### Consigne écrite 1
Relevez tous les passages que l'extrait sur la prescription cite entre guillemets.
### Consigne écrite 2
Poursuivez l'extrait sur la prescription à la suite de sa dernière phrase, s'il vous plaît.

### Extrait à lire

Dans l'arrêt rapporté, il n'était pas discuté que lorsque le locataire avait formé sa demande de fixation et de paiement d'une indemnité d'éviction, son action n'était pas prescrite.
Il peut être rappelé que "l'effet interruptif de la prescription résultant d'une action en justice se prolonge jusqu'à ce que le litige trouve sa solution" (5), la Cour de cassation complétant cette solution en précisant "dès lors qu'il n'existe aucune circonstance permettant de regarder l'interruption comme non avenue". Cette règle est désormais formulée à l'article 2242 du Code civil (N° Lexbase : L7180IA8) qui dispose que "l'interruption résultant de la demande en justice produit ses effets jusqu'à l'extinction de l'instance".
Le délai de prescription était donc interrompu tant que l'instance se prolongeait, même si une ordonnance de radiation était intervenue le 8 avril 2010. L'article 377 du Code de procédure civile dispose que "en dehors des cas où la loi le prévoit, l'instance est suspendue par la décision qui [...] radie l'affaire [...]" et la Cour de cassation a précisé que la radiation est sans effet sur la poursuite de l'interruption par l'introduction de l'instance (6).
Toutefois, cette interruption de la prescription perdurait sous réserve d'une péremption.

### Données fournies
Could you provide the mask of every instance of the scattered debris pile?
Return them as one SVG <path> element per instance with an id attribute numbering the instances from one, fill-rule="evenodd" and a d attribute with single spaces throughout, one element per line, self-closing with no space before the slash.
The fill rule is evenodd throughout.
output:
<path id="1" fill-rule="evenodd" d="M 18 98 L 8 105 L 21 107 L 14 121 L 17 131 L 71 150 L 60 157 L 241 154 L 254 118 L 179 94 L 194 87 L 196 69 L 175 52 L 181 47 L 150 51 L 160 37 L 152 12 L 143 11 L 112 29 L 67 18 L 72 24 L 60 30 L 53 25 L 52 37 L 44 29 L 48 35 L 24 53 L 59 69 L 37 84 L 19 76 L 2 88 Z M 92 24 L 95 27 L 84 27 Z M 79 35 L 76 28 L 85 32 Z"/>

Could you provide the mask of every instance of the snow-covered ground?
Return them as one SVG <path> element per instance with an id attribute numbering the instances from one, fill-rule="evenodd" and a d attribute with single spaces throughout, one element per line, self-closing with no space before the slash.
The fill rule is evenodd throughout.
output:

### Réponse 1
- "l'effet interruptif de la prescription résultant d'une action en justice se prolonge jusqu'à ce que le litige trouve sa solution"
- "dès lors qu'il n'existe aucune circonstance permettant de regarder l'interruption comme non avenue"
- "l'interruption résultant de la demande en justice produit ses effets jusqu'à l'extinction de l'instance"
- "en dehors des cas où la loi le prévoit, l'instance est suspendue par la décision qui [...] radie l'affaire [...]"

### Réponse 2
Il peut être également rappelé, au préalable, que pour prévenir une atteinte à l'autorité de la chose jugée, il a été considéré que "l'ensemble des dispositions définitives et des dispositions avant dire droit qui statuent sur les conséquences ou l'exécution des premières, forme un tout indivisible, de sorte que l'instance toute entière échappe à la péremption" (7). Ainsi, il a été jugé que la disposition d'un arrêt de cour d'appel consacrant le droit au paiement d'une indemnité d'éviction et la disposition avant dire droit qui a pour objet de permettre à la cour de statuer sur les conséquences de la première forment un tout indivisible, de sorte que l'instance toute entière échappe à la péremption (8). En l'espèce, cependant, la décision ordonnant une expertise était une ordonnance du juge la mise en état. Cet aspect n'a, en tout état de cause, pas été abordé dans la décision rapportée, la question posée étant relative au caractère interruptif ou non de la péremption de l'exercice par le bailleur de son repentir.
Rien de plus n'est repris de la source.